- Document excerpt
===
Economic liberalization and social transformations in pre-war Syria

Understanding the root causes of the Syrian conflict must include an analysis of socio-economic transformations that preceded the 2011 uprising. Fast tracked economic liberalization of the 2000’s deepened economic inequalities and eroded social safety nets, causing part of the disenfranchisement that prompted the protests.


Samer Abboud

The Syrian conflict presents one of the world’s worst humanitarian catastrophes. But beyond the humanitarian dimension, the conflict is precipitating large-scale social transformations in the country, and in the wider region. While the Syrian uprising of 2011 and the violence that followed cannot be attributed to a single cause, and the uprising took root in a context marked by a multitude of interconnected factors, a dimension that has received relatively little attention is the political economy of pre-2011 Syria. Such an analysis provides necessary insight into core questions around how people’s material conditions contribute to collective dissent, disenfranchisement, and the decisions to mobilize and demand change.

Many progressive observers of the Syrian conflict have conflated the Syrian regime’s ostensibly anti-imperial foreign policy positions with a parallel economic system generally viewed as socialist. Indeed, the Syrian economy was certainly oriented in some ways towards wealth redistribution and social protections from the 1970s onwards. But by the 2000s, the public sector and distributive state were abandoned in favor of an increasingly marketized economy that increased poverty, inequality, and hardship in the decade prior to the uprising.
===
- Data provided
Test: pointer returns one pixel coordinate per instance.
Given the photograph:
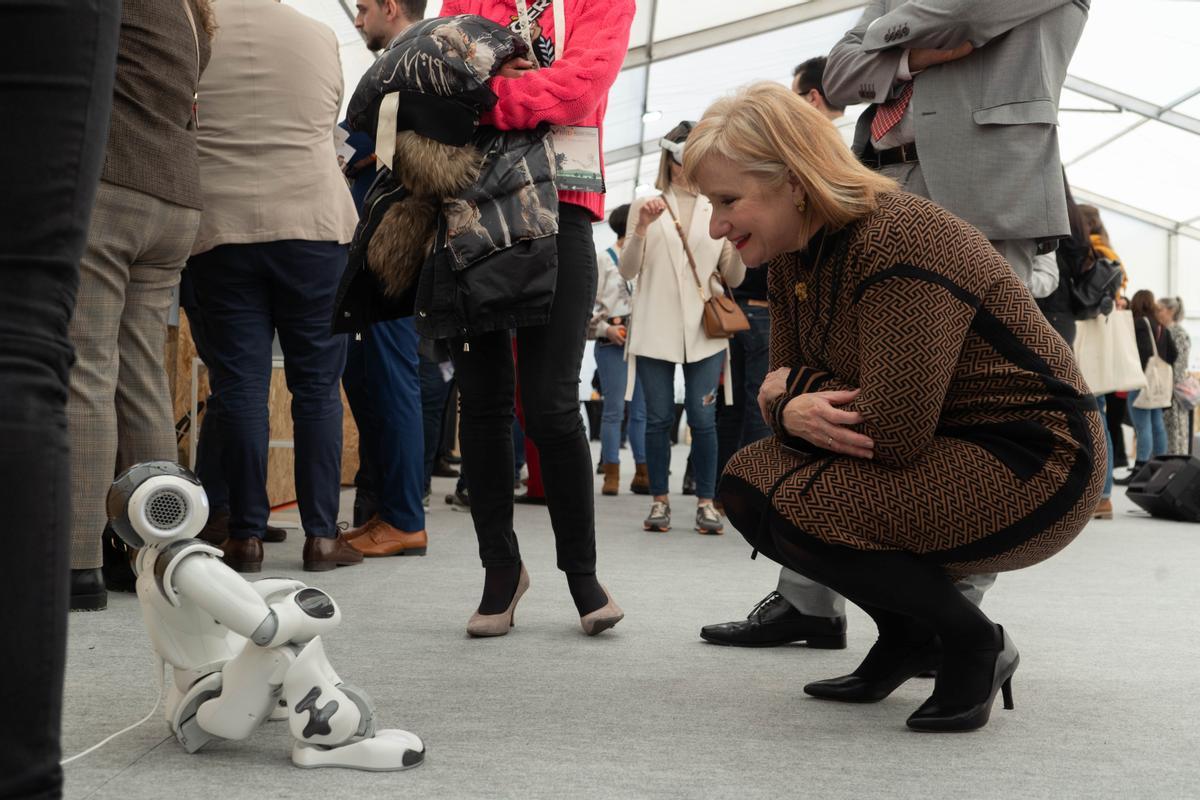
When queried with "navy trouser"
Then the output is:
(247, 293)
(435, 390)
(57, 64)
(383, 384)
===
- Work instructions
Extend the article on economic liberalization in pre-war Syria, starting right after its final sentence about the marketized economy of the 2000s.

- Exercise answer
For the sake of analytical clarity, we can separate the political economy of post-colonial Syrian state into three phases. The first phase roughly corresponds to the so-called radical Ba’athist regime from 1963-1970. The second phase was that of Hafiz al-Assad’s Presidency from 1970-2000. And, the final phase was that of his son, Bashar al-Assad’s Presidency from 2000-2011.

The second phase saw the dramatic expansion of state institutions and the public sector, under the rule of Hafiz al-Assad. Buoyed by oil rents and grants from regional states, the Syrian economy displayed impressive development gains while various social forces that had traditionally been peripheralized during the period of landlord-dominated rule prior to 1963, reaped substantial material gains. Access to key services, such as education and health care, was improved, and the expansion of the public sector provided secure, stable employment for almost a quarter of all working Syrians.

State expansion did not only occur in the economy: the military and security apparatus suppressed all expressions of political dissent and all forms of political organization.

The traditional mainstay of the Syrian economy, agriculture, benefitted from land nationalization schemes, the establishment of cooperatives, secure access to machinery and seeds, and a progressive pricing policy that incentivized domestic consumption. However, this economic system was underpinned by severe political suppression. State expansion did not only occur in the economy: the military and security apparatus, increasingly under the direct control of the President and his inner circle, suppressed all expressions of political dissent and all forms of political organization.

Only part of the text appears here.